Write out all of the entries exactly as given.

Coordinate annotation records

++++++++++++++++++++

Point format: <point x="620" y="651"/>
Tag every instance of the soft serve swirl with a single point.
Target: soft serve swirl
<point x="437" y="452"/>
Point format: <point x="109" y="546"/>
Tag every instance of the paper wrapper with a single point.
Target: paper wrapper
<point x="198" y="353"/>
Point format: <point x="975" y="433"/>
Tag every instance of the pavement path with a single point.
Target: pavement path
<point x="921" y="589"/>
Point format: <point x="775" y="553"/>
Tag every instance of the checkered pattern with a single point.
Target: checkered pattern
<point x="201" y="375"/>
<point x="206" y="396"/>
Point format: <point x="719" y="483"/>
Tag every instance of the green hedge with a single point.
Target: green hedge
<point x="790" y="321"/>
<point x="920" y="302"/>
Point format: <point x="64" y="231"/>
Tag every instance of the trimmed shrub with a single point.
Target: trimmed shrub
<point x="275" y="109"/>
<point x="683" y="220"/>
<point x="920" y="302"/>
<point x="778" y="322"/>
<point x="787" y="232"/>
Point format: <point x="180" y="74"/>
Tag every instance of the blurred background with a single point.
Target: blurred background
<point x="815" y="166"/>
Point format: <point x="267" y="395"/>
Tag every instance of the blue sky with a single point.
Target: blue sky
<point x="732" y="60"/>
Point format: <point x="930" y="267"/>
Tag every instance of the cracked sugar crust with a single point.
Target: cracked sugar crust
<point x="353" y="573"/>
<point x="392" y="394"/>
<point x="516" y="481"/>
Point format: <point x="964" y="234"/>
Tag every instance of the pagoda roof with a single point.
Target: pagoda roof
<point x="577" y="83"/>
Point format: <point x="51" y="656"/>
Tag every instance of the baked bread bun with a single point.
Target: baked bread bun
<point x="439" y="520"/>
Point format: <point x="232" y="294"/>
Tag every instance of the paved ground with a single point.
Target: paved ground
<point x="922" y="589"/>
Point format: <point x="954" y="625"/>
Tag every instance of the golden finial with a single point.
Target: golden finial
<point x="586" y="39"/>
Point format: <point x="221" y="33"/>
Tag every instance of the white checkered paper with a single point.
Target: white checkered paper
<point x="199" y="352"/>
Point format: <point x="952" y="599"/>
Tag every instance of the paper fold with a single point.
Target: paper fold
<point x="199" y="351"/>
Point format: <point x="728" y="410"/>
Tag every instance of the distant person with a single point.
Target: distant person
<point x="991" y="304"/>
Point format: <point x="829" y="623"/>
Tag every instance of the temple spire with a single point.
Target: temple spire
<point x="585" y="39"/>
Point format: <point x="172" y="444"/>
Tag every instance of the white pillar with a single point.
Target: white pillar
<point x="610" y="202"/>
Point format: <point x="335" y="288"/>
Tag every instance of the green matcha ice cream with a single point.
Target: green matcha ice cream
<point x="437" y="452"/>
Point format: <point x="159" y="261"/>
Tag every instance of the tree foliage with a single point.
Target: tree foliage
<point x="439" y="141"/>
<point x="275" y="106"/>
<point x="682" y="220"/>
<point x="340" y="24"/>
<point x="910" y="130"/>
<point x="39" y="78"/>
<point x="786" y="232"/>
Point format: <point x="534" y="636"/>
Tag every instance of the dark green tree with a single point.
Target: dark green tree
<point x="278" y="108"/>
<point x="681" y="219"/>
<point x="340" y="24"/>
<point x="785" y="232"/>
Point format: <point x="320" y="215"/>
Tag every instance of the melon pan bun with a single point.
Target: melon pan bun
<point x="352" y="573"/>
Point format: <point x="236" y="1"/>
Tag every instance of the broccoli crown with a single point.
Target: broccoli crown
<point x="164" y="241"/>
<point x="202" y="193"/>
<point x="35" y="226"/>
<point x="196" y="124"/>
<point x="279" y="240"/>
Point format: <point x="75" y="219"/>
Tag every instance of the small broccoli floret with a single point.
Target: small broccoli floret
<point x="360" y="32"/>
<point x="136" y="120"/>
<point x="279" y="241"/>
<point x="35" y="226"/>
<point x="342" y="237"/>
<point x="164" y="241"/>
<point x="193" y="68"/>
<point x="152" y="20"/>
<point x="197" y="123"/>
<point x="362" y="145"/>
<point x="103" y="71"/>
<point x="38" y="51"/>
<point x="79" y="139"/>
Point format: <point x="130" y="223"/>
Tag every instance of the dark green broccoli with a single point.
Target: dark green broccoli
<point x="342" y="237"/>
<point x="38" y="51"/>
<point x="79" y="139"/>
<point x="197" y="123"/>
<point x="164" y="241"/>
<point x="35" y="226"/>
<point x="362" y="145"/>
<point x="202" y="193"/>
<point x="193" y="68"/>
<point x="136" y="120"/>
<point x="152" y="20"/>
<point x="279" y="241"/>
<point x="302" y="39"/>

++++++++++++++++++++

[SOLUTION FOR THIS PROBLEM]:
Point format: <point x="620" y="651"/>
Tag every instance of the soft serve swirl with a single point.
Target: soft serve swirl
<point x="437" y="452"/>
Point format: <point x="109" y="546"/>
Tag every instance of the paper wrapper with a single point.
Target: paper wrapper
<point x="198" y="353"/>
Point format: <point x="975" y="433"/>
Tag every instance of the pavement path with a single point.
Target: pavement path
<point x="921" y="589"/>
Point format: <point x="775" y="553"/>
Tag every instance of the checkered pattern with a single point.
Target: checkered pattern
<point x="201" y="375"/>
<point x="206" y="396"/>
Point format: <point x="719" y="483"/>
Tag every instance of the green hedge with a single point.
Target: green hedge
<point x="790" y="321"/>
<point x="920" y="302"/>
Point format: <point x="64" y="231"/>
Tag every instance of the trimmed shrub with a single point.
Target: trimmed shrub
<point x="275" y="109"/>
<point x="683" y="220"/>
<point x="920" y="302"/>
<point x="778" y="322"/>
<point x="787" y="232"/>
Point format: <point x="180" y="74"/>
Tag every instance of the blurred background with a single point.
Target: blurred background
<point x="815" y="166"/>
Point format: <point x="267" y="395"/>
Tag every instance of the blue sky with a single point.
Target: blue sky
<point x="732" y="60"/>
Point format: <point x="930" y="267"/>
Tag every instance of the cracked sugar crust with a single point.
Target: cracked sugar crust
<point x="353" y="573"/>
<point x="392" y="394"/>
<point x="516" y="481"/>
Point format: <point x="964" y="234"/>
Tag every instance of the pagoda roof with a single point.
Target: pagoda roof
<point x="577" y="83"/>
Point format: <point x="51" y="656"/>
Tag every instance of the baked bread bun with a single point.
Target: baked bread bun
<point x="439" y="520"/>
Point format: <point x="232" y="294"/>
Tag every instance of the paved ground with a single point.
Target: paved ground
<point x="922" y="589"/>
Point format: <point x="954" y="625"/>
Tag every instance of the golden finial with a single point.
Target: golden finial
<point x="586" y="39"/>
Point format: <point x="221" y="33"/>
Tag every instance of the white checkered paper with a single point.
Target: white checkered paper
<point x="199" y="352"/>
Point format: <point x="952" y="599"/>
Tag every instance of the paper fold with a single point.
Target: paper fold
<point x="199" y="351"/>
Point format: <point x="728" y="410"/>
Tag every instance of the distant person with a single point.
Target: distant person
<point x="991" y="304"/>
Point format: <point x="829" y="623"/>
Tag every instance of the temple spire with a single point.
Target: temple spire
<point x="585" y="39"/>
Point format: <point x="172" y="444"/>
Tag every instance of the white pillar with a single point.
Target: white pillar
<point x="610" y="202"/>
Point format: <point x="335" y="288"/>
Tag every instance of the green matcha ice cream with a single point.
Target: green matcha ice cream
<point x="437" y="452"/>
Point format: <point x="159" y="261"/>
Tag every instance of the tree foliage with a single point.
Target: tree foliage
<point x="439" y="141"/>
<point x="275" y="106"/>
<point x="682" y="220"/>
<point x="340" y="24"/>
<point x="910" y="130"/>
<point x="39" y="78"/>
<point x="786" y="232"/>
Point format: <point x="534" y="636"/>
Tag every instance of the dark green tree with a single point.
Target: dark green tree
<point x="278" y="108"/>
<point x="681" y="219"/>
<point x="340" y="24"/>
<point x="785" y="232"/>
Point format: <point x="320" y="215"/>
Tag every instance of the melon pan bun with a single point.
Target: melon pan bun
<point x="352" y="573"/>
Point format: <point x="236" y="1"/>
Tag every instance of the broccoli crown with a single point.
Target: broccoli crown
<point x="164" y="241"/>
<point x="202" y="193"/>
<point x="35" y="226"/>
<point x="196" y="124"/>
<point x="279" y="240"/>
Point format: <point x="75" y="219"/>
Tag every instance of the small broccoli floret with a single point.
Target: small broccoli floret
<point x="360" y="32"/>
<point x="136" y="120"/>
<point x="279" y="241"/>
<point x="35" y="226"/>
<point x="342" y="237"/>
<point x="164" y="241"/>
<point x="193" y="68"/>
<point x="152" y="20"/>
<point x="197" y="123"/>
<point x="362" y="145"/>
<point x="103" y="71"/>
<point x="38" y="51"/>
<point x="79" y="139"/>
Point format: <point x="130" y="223"/>
Tag every instance of the dark green broccoli with a single point.
Target: dark green broccoli
<point x="342" y="237"/>
<point x="38" y="51"/>
<point x="79" y="139"/>
<point x="197" y="123"/>
<point x="164" y="241"/>
<point x="35" y="226"/>
<point x="362" y="145"/>
<point x="202" y="193"/>
<point x="193" y="68"/>
<point x="136" y="120"/>
<point x="152" y="20"/>
<point x="279" y="241"/>
<point x="302" y="39"/>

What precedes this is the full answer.